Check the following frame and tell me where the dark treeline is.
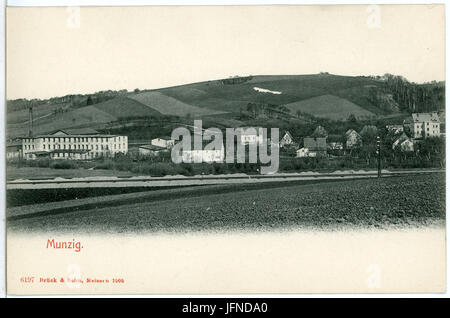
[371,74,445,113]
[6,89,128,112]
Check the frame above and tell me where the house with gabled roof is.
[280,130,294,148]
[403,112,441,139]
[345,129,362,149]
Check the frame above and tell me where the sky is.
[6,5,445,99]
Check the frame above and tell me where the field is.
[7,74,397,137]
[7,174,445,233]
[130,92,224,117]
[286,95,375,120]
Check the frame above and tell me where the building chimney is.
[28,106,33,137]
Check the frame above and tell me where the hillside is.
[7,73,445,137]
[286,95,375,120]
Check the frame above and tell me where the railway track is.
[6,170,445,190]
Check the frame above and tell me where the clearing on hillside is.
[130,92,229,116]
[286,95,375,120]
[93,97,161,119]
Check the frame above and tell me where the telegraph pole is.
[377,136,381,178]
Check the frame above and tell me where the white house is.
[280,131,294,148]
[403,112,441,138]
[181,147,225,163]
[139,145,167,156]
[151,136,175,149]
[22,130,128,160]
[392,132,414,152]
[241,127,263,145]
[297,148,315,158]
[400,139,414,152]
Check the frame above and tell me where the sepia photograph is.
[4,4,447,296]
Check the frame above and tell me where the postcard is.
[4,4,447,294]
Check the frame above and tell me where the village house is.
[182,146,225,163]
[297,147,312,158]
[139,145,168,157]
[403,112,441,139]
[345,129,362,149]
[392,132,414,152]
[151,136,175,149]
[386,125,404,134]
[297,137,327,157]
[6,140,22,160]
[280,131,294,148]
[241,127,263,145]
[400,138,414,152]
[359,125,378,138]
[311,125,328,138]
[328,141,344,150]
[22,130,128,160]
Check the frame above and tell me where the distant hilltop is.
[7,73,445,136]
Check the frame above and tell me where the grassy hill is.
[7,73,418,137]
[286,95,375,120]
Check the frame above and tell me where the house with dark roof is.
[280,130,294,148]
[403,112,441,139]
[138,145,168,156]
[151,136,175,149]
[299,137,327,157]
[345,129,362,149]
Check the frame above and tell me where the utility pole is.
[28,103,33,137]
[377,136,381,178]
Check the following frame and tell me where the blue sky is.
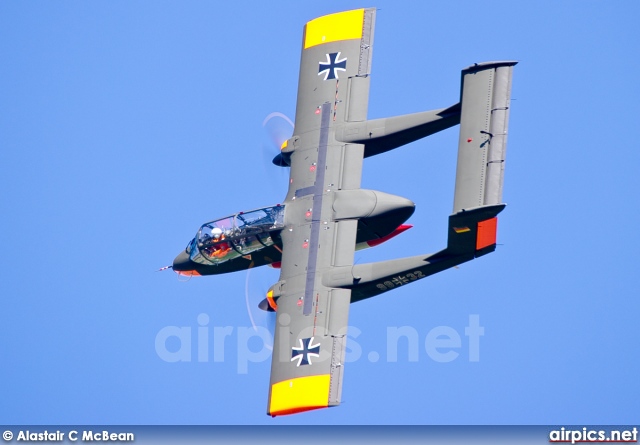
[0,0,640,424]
---
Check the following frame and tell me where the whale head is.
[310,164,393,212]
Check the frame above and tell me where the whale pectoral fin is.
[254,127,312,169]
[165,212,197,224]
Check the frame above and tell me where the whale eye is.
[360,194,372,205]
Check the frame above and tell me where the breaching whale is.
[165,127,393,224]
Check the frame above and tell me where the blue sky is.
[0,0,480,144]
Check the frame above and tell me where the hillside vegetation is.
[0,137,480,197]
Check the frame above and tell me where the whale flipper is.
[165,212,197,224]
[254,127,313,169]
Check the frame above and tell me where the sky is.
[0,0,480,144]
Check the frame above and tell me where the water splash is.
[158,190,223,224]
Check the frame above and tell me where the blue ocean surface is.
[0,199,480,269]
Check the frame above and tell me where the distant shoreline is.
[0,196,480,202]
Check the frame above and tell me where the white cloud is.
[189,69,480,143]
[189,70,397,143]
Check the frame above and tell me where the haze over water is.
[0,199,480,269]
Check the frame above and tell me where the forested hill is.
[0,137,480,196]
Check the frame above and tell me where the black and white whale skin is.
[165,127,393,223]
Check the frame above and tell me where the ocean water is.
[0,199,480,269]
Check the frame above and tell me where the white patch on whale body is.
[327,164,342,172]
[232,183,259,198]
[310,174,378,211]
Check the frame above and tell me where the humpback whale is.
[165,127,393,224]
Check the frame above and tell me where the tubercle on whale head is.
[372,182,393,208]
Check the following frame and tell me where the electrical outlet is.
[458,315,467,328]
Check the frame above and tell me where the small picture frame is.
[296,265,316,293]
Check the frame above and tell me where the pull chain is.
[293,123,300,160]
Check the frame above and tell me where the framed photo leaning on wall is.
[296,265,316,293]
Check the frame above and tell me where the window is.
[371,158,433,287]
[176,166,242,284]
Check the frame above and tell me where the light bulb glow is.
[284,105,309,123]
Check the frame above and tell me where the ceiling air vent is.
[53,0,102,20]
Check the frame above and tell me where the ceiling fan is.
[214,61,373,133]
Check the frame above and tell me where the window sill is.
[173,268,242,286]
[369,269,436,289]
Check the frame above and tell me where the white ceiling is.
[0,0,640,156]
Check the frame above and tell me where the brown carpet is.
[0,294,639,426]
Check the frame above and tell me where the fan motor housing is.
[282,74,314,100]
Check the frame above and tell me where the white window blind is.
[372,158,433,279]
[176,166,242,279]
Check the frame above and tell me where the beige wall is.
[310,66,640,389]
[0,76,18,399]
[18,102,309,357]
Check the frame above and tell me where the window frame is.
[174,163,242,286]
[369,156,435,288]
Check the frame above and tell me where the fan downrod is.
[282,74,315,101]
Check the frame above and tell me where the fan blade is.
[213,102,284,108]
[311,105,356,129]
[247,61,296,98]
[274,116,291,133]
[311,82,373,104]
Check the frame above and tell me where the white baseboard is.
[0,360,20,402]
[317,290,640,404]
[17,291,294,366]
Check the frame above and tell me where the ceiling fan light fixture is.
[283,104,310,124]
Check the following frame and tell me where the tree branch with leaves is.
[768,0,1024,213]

▶ **PROBLEM TO SOLVE**
Please find each line above that contains the word "with" and copy those lines out.

▶ **WRITTEN ANSWER**
Check the frame above and tell me where the house with gabled roof is.
Check the frame above and tell me where the house with dark roof is.
Check the following frame and tell me where the tree branch with leaves is.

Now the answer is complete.